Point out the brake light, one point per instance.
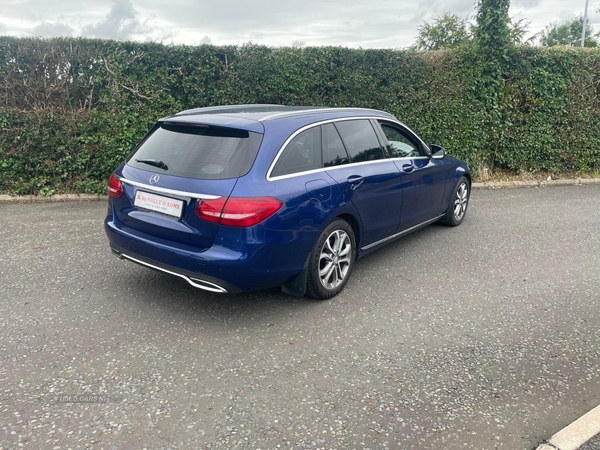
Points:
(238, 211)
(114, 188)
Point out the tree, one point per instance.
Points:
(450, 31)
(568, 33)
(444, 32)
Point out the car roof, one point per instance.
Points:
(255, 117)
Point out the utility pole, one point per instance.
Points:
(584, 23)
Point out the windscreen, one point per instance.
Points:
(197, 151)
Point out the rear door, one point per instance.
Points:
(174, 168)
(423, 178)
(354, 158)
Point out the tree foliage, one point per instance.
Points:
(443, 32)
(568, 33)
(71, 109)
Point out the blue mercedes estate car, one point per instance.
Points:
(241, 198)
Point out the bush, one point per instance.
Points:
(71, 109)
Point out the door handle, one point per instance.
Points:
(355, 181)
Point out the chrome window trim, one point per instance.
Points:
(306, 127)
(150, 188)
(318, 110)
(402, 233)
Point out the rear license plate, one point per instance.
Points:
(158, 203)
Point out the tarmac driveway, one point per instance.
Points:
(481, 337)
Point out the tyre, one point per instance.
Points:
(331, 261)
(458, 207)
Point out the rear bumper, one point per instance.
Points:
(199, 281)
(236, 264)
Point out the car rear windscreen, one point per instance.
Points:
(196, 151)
===============
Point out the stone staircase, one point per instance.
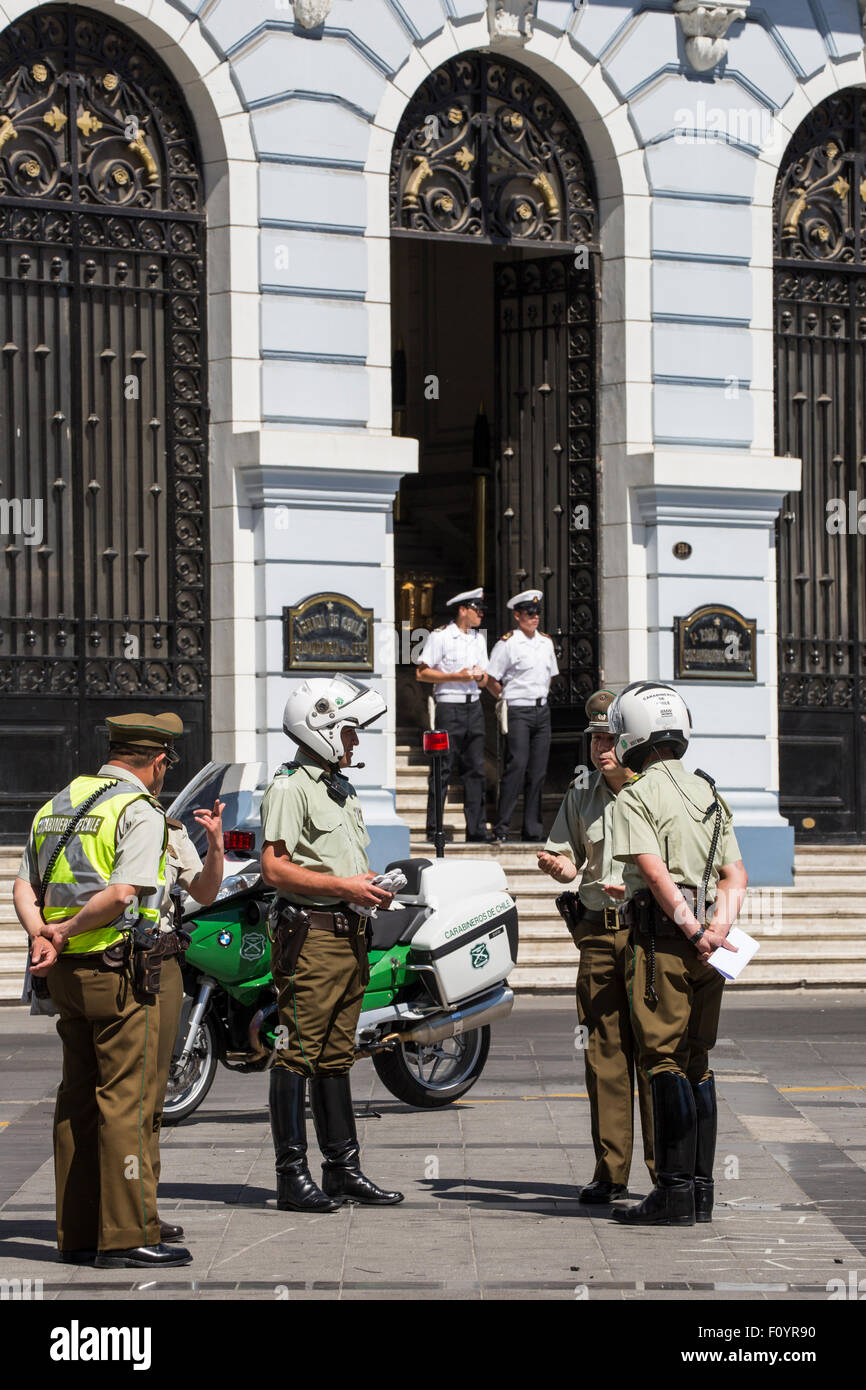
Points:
===============
[Required work]: Pick out the lines above containing the word "tree", then copy them.

[Result of the task]:
Point out the tree, one point per instance.
Point out the tree foliage, one point per instance.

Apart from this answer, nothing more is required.